[Saved entries]
┌────────
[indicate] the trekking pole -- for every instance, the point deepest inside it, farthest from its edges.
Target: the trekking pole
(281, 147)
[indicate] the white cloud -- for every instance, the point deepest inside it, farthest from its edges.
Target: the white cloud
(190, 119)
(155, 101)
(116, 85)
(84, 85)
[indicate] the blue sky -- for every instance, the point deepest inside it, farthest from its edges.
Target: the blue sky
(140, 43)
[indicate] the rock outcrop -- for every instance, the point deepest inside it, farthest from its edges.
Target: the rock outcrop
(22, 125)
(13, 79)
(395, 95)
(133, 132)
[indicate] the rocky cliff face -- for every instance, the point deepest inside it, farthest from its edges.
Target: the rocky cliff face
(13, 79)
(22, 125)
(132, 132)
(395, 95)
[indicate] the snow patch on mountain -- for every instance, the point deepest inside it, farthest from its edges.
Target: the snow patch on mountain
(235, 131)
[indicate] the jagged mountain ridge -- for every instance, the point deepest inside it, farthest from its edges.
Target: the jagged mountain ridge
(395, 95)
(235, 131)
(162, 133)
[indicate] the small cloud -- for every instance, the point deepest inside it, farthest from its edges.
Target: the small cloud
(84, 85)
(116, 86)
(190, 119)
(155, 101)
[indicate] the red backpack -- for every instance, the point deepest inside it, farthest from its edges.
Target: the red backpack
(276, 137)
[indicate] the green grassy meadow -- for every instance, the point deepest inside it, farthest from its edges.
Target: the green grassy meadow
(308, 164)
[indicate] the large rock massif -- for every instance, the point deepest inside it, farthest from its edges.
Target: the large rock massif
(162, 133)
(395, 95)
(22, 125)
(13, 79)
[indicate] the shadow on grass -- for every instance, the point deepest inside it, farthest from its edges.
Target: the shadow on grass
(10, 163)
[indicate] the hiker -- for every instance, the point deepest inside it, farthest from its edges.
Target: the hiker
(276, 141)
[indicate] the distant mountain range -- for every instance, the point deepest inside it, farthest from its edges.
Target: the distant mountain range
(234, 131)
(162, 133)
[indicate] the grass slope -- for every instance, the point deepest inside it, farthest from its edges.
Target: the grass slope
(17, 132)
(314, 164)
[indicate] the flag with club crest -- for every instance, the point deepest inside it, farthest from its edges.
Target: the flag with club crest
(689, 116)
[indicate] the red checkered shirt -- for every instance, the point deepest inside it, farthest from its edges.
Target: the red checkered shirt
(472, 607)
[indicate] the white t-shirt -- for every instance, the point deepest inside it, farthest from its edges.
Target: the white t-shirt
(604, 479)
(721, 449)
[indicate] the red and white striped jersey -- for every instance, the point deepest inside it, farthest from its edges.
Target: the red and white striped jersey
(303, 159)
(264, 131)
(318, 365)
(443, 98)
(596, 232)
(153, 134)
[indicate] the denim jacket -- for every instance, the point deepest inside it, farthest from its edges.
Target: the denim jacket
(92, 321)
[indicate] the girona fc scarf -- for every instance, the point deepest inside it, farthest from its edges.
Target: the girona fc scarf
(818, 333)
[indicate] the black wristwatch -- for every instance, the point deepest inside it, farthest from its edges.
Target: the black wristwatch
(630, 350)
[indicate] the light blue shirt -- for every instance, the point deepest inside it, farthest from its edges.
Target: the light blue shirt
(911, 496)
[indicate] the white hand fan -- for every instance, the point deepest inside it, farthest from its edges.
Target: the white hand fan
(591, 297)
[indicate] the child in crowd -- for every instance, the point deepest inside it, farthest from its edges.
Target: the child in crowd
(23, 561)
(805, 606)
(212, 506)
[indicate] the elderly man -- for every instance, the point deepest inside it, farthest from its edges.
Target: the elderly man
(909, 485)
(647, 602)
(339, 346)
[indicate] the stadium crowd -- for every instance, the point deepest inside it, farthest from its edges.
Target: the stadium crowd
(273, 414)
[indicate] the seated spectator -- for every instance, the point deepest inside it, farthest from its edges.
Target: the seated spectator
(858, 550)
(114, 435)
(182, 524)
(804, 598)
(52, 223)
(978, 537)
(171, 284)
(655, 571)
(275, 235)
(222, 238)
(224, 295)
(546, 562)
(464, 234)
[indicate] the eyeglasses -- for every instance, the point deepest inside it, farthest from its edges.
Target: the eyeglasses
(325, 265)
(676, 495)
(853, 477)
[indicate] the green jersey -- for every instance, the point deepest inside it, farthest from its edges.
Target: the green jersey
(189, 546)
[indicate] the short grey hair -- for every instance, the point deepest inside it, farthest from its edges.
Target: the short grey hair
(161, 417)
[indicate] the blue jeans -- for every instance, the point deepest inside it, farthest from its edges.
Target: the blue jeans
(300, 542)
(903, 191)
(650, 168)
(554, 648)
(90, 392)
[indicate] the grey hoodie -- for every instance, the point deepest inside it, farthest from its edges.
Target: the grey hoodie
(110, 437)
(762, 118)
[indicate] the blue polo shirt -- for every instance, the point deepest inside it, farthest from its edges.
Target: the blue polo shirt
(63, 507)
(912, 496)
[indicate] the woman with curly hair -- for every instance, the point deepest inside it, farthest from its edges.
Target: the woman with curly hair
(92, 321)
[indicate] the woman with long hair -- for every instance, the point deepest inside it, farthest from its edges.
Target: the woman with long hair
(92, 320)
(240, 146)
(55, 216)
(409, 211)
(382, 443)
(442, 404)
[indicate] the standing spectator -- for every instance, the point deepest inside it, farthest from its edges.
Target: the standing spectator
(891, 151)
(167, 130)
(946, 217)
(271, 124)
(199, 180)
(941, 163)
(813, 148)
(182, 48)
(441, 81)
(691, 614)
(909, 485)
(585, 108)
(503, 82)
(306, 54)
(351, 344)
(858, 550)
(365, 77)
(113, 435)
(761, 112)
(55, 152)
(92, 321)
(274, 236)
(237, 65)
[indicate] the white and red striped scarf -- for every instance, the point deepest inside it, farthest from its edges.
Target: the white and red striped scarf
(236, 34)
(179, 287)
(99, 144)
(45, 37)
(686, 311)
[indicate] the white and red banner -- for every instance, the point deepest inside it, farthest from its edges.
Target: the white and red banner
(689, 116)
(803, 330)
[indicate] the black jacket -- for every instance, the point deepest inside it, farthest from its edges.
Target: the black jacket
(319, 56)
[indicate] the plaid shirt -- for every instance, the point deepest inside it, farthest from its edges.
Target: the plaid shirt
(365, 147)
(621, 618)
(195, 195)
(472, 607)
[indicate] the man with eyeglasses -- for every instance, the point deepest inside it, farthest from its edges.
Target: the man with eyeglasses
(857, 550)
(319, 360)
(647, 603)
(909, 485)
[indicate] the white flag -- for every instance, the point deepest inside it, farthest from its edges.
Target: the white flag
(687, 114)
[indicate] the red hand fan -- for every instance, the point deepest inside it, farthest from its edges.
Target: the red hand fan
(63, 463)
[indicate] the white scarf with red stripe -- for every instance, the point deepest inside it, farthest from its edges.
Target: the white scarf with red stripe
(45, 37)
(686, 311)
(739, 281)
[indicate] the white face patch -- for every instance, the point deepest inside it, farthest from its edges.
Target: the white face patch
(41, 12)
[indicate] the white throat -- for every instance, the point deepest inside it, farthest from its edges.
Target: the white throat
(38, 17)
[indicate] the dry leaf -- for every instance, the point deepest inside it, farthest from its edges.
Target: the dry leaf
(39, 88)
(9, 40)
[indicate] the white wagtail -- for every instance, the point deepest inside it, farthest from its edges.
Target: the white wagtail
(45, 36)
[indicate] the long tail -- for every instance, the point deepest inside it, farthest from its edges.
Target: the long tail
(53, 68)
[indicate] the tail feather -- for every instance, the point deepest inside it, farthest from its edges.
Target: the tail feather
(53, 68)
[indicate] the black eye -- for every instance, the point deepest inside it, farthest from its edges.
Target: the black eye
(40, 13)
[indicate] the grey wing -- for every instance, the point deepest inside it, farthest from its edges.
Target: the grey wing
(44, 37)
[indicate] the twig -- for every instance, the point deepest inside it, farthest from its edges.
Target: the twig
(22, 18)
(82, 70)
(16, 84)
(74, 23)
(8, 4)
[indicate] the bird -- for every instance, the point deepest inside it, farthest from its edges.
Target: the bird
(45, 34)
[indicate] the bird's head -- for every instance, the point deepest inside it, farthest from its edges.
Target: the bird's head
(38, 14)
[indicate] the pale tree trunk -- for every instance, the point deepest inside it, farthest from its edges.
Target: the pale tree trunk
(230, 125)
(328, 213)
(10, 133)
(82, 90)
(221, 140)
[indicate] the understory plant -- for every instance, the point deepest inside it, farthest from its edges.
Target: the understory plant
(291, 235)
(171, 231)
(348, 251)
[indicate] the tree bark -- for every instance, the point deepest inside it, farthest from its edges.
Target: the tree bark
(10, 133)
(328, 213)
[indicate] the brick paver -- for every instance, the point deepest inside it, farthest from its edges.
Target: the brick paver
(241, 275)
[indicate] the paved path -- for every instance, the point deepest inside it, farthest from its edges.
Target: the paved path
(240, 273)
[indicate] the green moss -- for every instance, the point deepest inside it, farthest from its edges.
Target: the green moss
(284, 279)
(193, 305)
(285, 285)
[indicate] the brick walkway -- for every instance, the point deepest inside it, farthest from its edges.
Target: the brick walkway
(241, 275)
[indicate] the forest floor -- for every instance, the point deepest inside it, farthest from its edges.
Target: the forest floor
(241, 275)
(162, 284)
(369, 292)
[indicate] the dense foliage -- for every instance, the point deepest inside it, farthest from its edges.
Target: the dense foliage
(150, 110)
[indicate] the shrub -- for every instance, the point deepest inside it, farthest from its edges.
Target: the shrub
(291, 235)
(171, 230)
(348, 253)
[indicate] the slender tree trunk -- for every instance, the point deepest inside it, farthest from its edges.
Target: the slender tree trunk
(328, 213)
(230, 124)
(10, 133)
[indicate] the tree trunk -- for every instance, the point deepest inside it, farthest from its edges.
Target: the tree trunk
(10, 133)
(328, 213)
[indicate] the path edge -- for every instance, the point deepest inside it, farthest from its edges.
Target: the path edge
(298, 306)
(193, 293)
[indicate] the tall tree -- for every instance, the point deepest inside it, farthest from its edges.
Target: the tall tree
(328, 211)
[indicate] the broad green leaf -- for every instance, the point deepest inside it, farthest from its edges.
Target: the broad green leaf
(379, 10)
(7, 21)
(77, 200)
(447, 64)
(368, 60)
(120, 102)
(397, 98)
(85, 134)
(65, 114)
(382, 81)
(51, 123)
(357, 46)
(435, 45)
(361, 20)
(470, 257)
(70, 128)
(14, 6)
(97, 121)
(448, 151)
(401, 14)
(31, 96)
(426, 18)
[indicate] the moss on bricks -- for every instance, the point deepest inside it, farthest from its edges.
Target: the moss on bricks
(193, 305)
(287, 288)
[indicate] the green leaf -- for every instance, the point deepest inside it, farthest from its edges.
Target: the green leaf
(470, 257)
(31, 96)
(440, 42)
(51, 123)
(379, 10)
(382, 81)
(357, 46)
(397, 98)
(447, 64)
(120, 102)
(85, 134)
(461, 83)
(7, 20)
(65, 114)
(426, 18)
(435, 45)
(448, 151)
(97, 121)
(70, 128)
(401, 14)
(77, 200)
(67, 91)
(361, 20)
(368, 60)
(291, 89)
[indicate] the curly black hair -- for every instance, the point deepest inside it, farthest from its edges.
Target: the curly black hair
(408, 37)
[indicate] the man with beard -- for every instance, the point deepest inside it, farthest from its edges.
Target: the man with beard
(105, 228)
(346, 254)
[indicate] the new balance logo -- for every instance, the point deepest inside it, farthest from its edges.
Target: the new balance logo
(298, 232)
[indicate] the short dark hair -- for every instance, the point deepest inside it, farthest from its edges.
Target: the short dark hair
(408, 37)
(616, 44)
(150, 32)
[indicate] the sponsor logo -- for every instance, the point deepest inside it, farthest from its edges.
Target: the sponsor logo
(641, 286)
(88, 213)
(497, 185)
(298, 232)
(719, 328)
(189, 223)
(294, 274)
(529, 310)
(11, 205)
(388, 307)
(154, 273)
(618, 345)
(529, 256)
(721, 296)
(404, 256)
└────────
From the line with "[indicate] the curly" to the last line of the material, give every line again exactly, and only those lines.

[indicate] the curly black hair -- for every instance, the point deepest inside it, farthest from its edges.
Target: the curly black hair
(408, 37)
[indicate] the man with beard -- for every instance, the point deepest inside it, farthest from its edges.
Target: the man with beard
(105, 228)
(346, 254)
[indicate] the new balance logo -- for every instance, the point deepest inside it, farthest from its edges.
Target: the new balance logo
(298, 232)
[indicate] the short dark hair -- for every instance, the point deepest inside it, farthest from its edges.
Target: the short dark hair
(408, 37)
(616, 44)
(150, 32)
[indicate] the sponsor logo -- for every instance, the point deepest inside it, farthest from its edges.
Target: the sponsor logo
(641, 286)
(88, 213)
(497, 185)
(298, 232)
(719, 328)
(189, 223)
(294, 274)
(529, 310)
(11, 205)
(388, 307)
(154, 273)
(618, 345)
(529, 256)
(721, 296)
(404, 256)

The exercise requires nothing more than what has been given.